Send back all the data below, exactly as given.

— Start Records —

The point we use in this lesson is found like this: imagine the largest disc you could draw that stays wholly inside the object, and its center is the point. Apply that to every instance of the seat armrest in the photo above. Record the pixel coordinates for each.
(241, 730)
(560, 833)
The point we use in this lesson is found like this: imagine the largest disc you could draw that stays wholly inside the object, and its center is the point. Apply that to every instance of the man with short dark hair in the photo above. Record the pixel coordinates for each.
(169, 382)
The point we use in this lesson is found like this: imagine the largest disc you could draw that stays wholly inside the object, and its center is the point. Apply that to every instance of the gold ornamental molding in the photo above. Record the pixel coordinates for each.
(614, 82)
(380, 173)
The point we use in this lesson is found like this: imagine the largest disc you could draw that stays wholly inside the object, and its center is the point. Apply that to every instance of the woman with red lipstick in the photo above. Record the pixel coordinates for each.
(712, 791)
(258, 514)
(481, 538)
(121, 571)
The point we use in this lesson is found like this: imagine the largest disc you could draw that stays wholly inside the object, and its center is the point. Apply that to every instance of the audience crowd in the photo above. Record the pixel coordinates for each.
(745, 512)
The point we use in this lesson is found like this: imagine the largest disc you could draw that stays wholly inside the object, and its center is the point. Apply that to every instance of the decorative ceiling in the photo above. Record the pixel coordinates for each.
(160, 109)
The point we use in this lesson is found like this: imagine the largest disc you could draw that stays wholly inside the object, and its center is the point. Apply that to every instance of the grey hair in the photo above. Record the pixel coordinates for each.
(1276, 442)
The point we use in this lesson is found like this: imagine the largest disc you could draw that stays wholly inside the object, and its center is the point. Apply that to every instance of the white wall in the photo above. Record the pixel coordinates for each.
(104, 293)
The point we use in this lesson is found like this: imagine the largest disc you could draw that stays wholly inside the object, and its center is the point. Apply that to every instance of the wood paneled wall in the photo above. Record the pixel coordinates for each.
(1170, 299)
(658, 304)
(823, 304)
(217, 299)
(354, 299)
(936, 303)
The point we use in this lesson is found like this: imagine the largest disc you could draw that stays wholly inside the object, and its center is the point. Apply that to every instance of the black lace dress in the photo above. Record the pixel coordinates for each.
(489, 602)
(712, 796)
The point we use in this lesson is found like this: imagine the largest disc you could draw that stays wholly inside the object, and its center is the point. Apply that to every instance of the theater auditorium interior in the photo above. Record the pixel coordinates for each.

— End Records —

Correct answer:
The point we use in this lesson is found like this: imagine the largest disc you could draw that stays wholly inside the object, and its center is the point. Apply that to every instance of the seat armrest in the photo above. Record the pixel coordinates for each.
(241, 730)
(560, 833)
The point we use in this lesson is found like this: imagine the largest disc you could draw that stays wholly inside the object, and its center is the point. Apply that to every instance of the man with short dark hair in the photo above. Record the pixel coordinates for each.
(169, 382)
The point we use in this lesson is found like this: imagine the largest disc you could draw that stays wholly inside the object, and its center is the point. Apply that to every instance of the gold ornamental molding in the photo above. Record the pixel coordinates for each.
(614, 82)
(380, 173)
The point we use in this lesson is found like this: imagine the largest disc you could draw that stays wholly inside the object, and its center is the point. Apply that to every instance of the woman with red lipstick in the photo above. Record the pixel coordinates for each.
(712, 791)
(258, 514)
(481, 538)
(121, 571)
The point we use in this lesson is found like this: imagine the largest disc you could draw that stays wholly inside the object, and its center is the point. Apply that to every instance of the audience crowd in the photo above. Record the pixel coordinates for each.
(745, 512)
The point we use in this lesson is found like this: imagine the largest disc you could draw that stays wholly inside the object, and its center is the point. Apply that to every instance of the decorative ceiling in the photo above. Record the pixel coordinates for each.
(160, 109)
The point we use in this lesson is found like this: imagine the largest disc you could draw that stays wholly inside the object, and its center is the point. Apply that to every instance of the grey hair in the photo above. Record the pixel coordinates for each.
(1276, 442)
The point we use in this lesson is found like this: imagine the largest disc you could draw that stays wholly inside the object, and its center is the point. Apply that to every instance of the white wall in the photo above. Record the pixel coordinates for each.
(104, 293)
The point we use in this lesson is found like this: imagine the largest disc you could draw that stays wholly inside the object, and its center is the point. Apply that to every instance of the wood paneled wall in the photo above. Record the pixel coordinates for each.
(1170, 299)
(658, 304)
(823, 304)
(217, 299)
(354, 299)
(936, 303)
The point we use in this lesson is found like this: imagine the largest disc you could draw that stays wholly inside the object, and its center is the point. Apply that to every instance of the black lace dress in the photo above. Record the pixel coordinates for each.
(489, 602)
(712, 796)
The point we use in this lesson is found like this: imagine the largest disc you could draw that stays wholly inside the object, and its center is the point. Apply that to every instance of the theater auditorium interior in the photo above. Record the pixel coordinates for each.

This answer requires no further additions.